### What you need to do
Quote the entries below verbatim, starting at the first one and ending at the line that contains "<point>803,388</point>", with both of those lines included. Leave the pictures out of your answer.

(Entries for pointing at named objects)
● ● ● ● ● ● ●

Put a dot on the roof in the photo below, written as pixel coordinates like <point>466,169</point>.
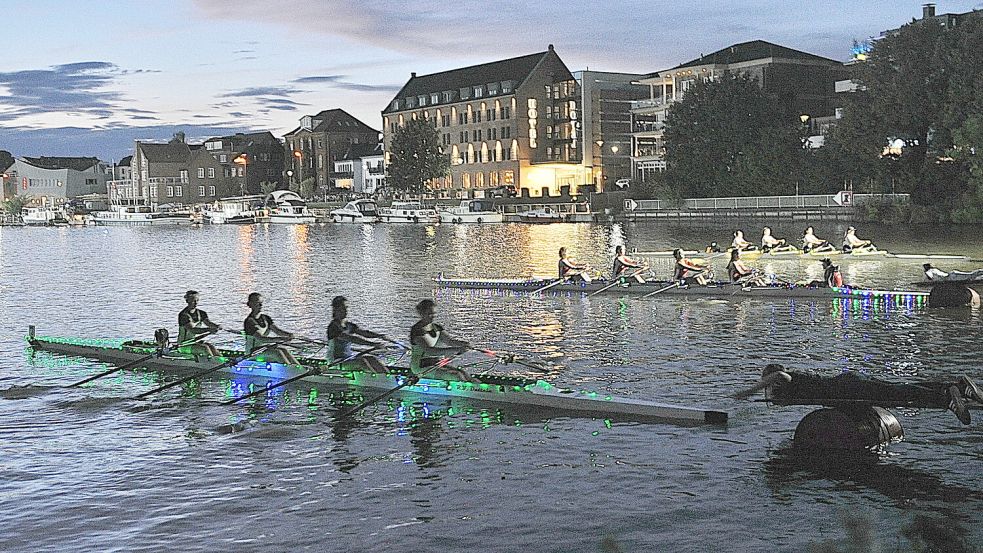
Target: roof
<point>74,163</point>
<point>171,152</point>
<point>750,51</point>
<point>512,69</point>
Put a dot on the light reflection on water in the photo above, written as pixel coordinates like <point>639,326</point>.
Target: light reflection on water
<point>410,473</point>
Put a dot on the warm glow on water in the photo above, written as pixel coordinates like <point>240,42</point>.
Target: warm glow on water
<point>85,469</point>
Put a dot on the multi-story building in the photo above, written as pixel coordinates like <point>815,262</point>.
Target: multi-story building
<point>361,170</point>
<point>319,141</point>
<point>606,131</point>
<point>806,81</point>
<point>513,122</point>
<point>54,180</point>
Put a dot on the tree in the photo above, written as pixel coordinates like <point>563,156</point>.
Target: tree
<point>728,137</point>
<point>415,157</point>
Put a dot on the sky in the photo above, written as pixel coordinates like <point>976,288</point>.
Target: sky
<point>87,78</point>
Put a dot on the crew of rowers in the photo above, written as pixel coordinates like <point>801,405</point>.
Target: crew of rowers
<point>430,345</point>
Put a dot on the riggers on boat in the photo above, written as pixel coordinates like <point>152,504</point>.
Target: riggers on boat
<point>666,288</point>
<point>491,388</point>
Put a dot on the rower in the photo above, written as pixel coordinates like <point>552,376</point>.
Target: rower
<point>810,242</point>
<point>769,242</point>
<point>430,343</point>
<point>567,269</point>
<point>622,263</point>
<point>260,331</point>
<point>851,242</point>
<point>740,243</point>
<point>687,271</point>
<point>193,325</point>
<point>342,334</point>
<point>803,388</point>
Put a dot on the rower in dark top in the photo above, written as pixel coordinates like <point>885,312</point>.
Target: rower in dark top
<point>342,334</point>
<point>193,326</point>
<point>850,388</point>
<point>687,271</point>
<point>431,345</point>
<point>567,269</point>
<point>622,264</point>
<point>260,331</point>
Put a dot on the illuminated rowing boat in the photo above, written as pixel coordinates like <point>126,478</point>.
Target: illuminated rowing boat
<point>491,388</point>
<point>667,288</point>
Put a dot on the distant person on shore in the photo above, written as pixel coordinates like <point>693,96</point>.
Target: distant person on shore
<point>622,264</point>
<point>193,326</point>
<point>569,270</point>
<point>261,331</point>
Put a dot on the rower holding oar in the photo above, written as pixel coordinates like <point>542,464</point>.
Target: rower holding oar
<point>622,263</point>
<point>343,333</point>
<point>432,346</point>
<point>193,326</point>
<point>261,331</point>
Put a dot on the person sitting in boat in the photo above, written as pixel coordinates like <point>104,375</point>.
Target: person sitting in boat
<point>342,334</point>
<point>687,271</point>
<point>810,242</point>
<point>261,331</point>
<point>769,242</point>
<point>851,242</point>
<point>849,388</point>
<point>432,346</point>
<point>622,264</point>
<point>193,326</point>
<point>569,270</point>
<point>739,272</point>
<point>740,243</point>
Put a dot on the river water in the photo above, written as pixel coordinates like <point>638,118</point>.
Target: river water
<point>87,469</point>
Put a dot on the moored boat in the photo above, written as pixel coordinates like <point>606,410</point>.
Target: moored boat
<point>491,388</point>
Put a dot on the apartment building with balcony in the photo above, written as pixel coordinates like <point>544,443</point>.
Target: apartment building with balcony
<point>806,82</point>
<point>512,122</point>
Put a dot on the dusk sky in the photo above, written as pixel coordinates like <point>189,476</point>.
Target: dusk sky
<point>88,78</point>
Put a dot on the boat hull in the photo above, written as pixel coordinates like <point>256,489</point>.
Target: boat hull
<point>496,389</point>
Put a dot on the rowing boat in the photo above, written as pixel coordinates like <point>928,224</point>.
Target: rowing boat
<point>714,289</point>
<point>490,388</point>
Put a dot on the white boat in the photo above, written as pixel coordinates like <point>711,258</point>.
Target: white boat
<point>355,211</point>
<point>544,215</point>
<point>408,212</point>
<point>44,216</point>
<point>241,210</point>
<point>286,207</point>
<point>139,215</point>
<point>470,211</point>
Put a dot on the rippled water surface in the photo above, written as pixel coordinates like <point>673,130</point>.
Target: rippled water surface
<point>86,469</point>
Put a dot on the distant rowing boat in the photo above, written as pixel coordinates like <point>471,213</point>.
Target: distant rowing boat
<point>666,288</point>
<point>491,388</point>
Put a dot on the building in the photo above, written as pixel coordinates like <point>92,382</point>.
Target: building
<point>606,131</point>
<point>55,180</point>
<point>512,122</point>
<point>319,141</point>
<point>806,81</point>
<point>361,170</point>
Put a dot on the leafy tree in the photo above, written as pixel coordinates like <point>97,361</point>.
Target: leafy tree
<point>416,157</point>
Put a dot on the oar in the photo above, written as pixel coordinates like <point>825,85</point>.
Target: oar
<point>229,363</point>
<point>131,364</point>
<point>660,290</point>
<point>312,372</point>
<point>410,380</point>
<point>617,281</point>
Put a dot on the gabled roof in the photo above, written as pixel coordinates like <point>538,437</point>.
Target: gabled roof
<point>171,152</point>
<point>512,69</point>
<point>749,51</point>
<point>74,163</point>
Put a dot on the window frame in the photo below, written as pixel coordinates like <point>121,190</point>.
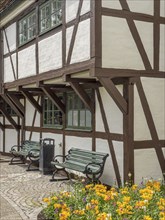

● ● ● ● ● ● ●

### Output of the exercise
Put a dot on the roof in the photo below, written as pixel coordinates like <point>466,169</point>.
Target: roof
<point>74,163</point>
<point>171,152</point>
<point>750,51</point>
<point>512,69</point>
Put a dot on the light reflection on water in the photo above, written as pixel coordinates like <point>639,326</point>.
Target: light reflection on water
<point>410,473</point>
Put a dot on the warm glow on water in the photo above, written as pixel coordinates like <point>240,42</point>.
Target: warm glow on water
<point>85,469</point>
Put a dot on the multi-story building in the photo above, written as pixel coordinates like <point>815,262</point>.
Target: multi-story building
<point>361,170</point>
<point>319,141</point>
<point>606,131</point>
<point>806,81</point>
<point>513,122</point>
<point>54,180</point>
Put a dot on the tree in the photo above, written as pixel coordinates like <point>563,156</point>.
Target: tree
<point>728,137</point>
<point>415,157</point>
Put a dot on the sky in the photo above, written as pixel coordinates like <point>976,288</point>.
Target: sky
<point>87,78</point>
Put a dot on the crew of rowers in the photo above, written as pixel coordinates like <point>801,405</point>.
Target: crew of rowers
<point>430,345</point>
Put a dot on the riggers on boat in the photo above, written as pixel coordinates like <point>152,504</point>.
Target: riggers on boat
<point>666,288</point>
<point>491,388</point>
Put a dot on the rower in the photo above, written as pixel coordinates like <point>552,376</point>.
Target: rower
<point>810,242</point>
<point>769,242</point>
<point>430,343</point>
<point>567,269</point>
<point>622,263</point>
<point>260,331</point>
<point>851,242</point>
<point>740,243</point>
<point>687,271</point>
<point>193,325</point>
<point>342,334</point>
<point>803,388</point>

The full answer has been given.